◆ Excerpted passage ◆

---*---

David Chipperfield delves deep for very personal bag design
‘It has been an opportunity to design a bag that suits my lifestyle,’ says the architect of the collaborative project with German accessories label Tsatsas
‘It was a meeting of true minds,’ Esther Schulze-Tsatsas, co-founder with partner Dimitrios of the Frankfurt-based handcrafted leather accessories brand Tsatsas, says of their collaboration with architect David Chipperfield. Unlike Chipperfield’s architectural creations, SUIT-CASE is an inner exploration of form and functionality to create an item that answers to his own desires and aspirations.
Three years ago, the architect became aware of Tsatsas’ work when he sought a partner with whom to develop a suitcase that met his very personal needs. ‘I have spent most of my life travelling. Instead of complaining that every bag I buy does not work, it has been an opportunity to design a bag that suits my lifestyle.’ As a rule, he rarely takes check-in luggage, which means the bag would need to be good enough for a week’s trip and, importantly, carry a suit without it creasing.

---*---

◆ Data provided ◆
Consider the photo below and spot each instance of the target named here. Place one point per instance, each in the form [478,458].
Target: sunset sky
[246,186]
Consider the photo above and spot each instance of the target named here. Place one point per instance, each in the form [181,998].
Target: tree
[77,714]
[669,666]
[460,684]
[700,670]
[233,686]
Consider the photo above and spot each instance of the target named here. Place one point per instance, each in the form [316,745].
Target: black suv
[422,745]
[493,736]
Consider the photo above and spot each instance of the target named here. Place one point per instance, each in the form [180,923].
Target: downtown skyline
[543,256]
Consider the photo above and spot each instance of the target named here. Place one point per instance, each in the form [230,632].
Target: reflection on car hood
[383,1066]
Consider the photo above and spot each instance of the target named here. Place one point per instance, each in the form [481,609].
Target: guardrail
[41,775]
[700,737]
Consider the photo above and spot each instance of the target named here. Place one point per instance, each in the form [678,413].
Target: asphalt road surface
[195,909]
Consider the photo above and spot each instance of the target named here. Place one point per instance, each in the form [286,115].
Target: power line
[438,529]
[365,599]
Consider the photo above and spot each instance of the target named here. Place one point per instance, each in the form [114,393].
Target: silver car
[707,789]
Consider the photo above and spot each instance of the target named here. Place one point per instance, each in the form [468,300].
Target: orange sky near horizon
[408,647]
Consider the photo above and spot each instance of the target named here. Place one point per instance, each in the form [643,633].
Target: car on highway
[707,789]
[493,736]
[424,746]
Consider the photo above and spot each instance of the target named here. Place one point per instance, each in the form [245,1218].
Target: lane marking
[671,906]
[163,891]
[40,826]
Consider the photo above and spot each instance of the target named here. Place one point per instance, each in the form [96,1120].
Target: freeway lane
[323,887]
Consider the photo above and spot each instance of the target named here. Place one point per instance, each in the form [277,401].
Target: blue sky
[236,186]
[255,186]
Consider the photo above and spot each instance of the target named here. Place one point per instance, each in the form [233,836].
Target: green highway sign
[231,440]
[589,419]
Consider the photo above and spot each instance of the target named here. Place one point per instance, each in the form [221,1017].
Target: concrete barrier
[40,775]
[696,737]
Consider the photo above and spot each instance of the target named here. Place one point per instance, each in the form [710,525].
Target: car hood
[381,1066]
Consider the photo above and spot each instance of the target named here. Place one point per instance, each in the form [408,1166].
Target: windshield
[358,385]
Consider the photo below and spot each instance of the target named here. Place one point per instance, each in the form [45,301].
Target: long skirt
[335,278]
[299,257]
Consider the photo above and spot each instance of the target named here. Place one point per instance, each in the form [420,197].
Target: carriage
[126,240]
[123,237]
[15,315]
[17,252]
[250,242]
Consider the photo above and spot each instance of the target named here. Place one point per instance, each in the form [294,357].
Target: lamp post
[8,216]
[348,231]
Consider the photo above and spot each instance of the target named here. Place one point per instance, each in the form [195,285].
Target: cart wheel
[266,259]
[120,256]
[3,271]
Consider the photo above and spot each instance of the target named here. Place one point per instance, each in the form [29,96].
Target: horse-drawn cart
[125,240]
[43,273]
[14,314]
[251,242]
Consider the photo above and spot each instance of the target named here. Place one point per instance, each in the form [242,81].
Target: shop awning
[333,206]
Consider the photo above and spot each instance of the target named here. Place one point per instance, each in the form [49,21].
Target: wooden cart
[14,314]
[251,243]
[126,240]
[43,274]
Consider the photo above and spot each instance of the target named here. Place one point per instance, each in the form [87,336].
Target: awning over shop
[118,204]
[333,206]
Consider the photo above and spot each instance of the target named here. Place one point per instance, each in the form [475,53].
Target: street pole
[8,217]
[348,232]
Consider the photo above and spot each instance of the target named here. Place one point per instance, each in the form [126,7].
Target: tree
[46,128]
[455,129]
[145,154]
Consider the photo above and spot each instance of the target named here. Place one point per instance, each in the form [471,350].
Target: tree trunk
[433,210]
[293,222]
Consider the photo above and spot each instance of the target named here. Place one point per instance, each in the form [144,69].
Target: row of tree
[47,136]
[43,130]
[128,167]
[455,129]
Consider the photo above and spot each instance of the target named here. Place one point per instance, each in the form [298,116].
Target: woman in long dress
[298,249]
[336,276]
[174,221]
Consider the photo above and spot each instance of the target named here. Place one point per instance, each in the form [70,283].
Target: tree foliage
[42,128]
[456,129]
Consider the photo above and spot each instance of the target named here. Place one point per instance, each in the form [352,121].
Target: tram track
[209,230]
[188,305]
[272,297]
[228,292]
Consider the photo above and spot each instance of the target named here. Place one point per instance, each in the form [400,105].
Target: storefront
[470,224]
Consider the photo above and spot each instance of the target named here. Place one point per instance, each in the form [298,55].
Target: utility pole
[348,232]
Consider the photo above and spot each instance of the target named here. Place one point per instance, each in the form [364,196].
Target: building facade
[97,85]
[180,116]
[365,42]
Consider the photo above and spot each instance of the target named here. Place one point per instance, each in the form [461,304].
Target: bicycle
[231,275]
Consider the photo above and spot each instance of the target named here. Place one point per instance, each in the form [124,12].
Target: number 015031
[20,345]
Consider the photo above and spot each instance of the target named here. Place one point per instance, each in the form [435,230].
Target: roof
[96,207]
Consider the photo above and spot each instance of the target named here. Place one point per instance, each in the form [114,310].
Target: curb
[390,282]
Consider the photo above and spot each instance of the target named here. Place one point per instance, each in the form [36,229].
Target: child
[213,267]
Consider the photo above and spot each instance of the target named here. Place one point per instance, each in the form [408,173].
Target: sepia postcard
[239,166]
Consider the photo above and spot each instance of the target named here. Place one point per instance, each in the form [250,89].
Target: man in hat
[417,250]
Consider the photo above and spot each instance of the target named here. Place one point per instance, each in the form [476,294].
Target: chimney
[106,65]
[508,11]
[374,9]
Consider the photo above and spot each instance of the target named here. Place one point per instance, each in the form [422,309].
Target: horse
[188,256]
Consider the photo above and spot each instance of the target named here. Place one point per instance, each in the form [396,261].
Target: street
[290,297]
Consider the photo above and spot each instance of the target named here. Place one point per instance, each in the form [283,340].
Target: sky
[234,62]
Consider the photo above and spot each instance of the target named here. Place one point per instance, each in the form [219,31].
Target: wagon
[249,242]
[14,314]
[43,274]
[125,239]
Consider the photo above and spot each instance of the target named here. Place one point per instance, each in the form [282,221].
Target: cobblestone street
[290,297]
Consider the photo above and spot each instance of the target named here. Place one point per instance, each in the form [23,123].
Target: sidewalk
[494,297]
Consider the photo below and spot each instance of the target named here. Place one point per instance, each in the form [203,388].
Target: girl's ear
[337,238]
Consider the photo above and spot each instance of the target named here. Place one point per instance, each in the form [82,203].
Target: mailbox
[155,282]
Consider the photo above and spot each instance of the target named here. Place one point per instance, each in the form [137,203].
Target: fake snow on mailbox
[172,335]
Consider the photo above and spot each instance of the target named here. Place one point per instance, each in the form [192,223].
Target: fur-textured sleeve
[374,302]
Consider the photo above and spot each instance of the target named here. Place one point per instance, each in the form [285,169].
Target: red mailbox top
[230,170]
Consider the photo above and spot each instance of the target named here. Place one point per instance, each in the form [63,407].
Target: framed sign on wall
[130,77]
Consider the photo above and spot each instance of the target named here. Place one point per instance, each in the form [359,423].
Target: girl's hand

---*---

◆ Work instruction 1 ◆
Repeat the part of the David Chipperfield bag article from "Three years ago, the" up to and including "without it creasing.".
◆ Work instruction 2 ◆
In the article about David Chipperfield's bag, which city is the Tsatsas brand based in?
◆ Work instruction 3 ◆
Continue the article on David Chipperfield's bag design from where it stops.

◆ Response area 1 ◆
Three years ago, the architect became aware of Tsatsas’ work when he sought a partner with whom to develop a suitcase that met his very personal needs. ‘I have spent most of my life travelling. Instead of complaining that every bag I buy does not work, it has been an opportunity to design a bag that suits my lifestyle.’ As a rule, he rarely takes check-in luggage, which means the bag would need to be good enough for a week’s trip and, importantly, carry a suit without it creasing.

◆ Response area 2 ◆
Frankfurt

◆ Response area 3 ◆
The joint project dovetailed with both parties’ areas of expertise. Esther and Dimitrios’ background in architecture and industrial design distinguished the brand’s approach to manipulating leather; each design, be it a handbag, backpack or clutch resembles a miniature piece of architecture, in which making patterns and prototypes is treated in the same way as dealing with form and space, connecting the user and their environment. And for Chipperfield, working with the duo was reassuring: ‘We had the security of people who knew how a bag should be constructed and were able to provide a material form for what the bag was to be used for and its priorities,’ he says.
This was not Tsatsas’ first attempt at creating a luxurious and timeless suitcase. In 2013, the duo was commissioned by Wallpaper* Handmade to create a one-off wheeled piece of luggage ‘Kage’. Although not commercialised, it laid a solid foundation for the collaboration to come. The design for SUIT-CASE started from a quick sketch by Chipperfield (literally on a paper napkin), built upon each other’s ideas and gradually came together as they developed all the parts.
From Tsatsas’ previous research, they knew of a biodegradable and emission-free wood fibre that would work for the base structure, which they then covered with calfskin leather from a sustainable local tannery. The interior was lined with soft lamb Nappa leather and natural canvas; a metal folding coat-hanger and other metal fittings, were made from recycled brass in Italy. Handcrafted in Offenbach in the workshop of Dimitrios’s family’s 40-year-old leather business, the genius of its construction is reflected in its mere 2.7kg weight. The thickness of the leather has been great reduced while still leaving it sleekly resistant and stable.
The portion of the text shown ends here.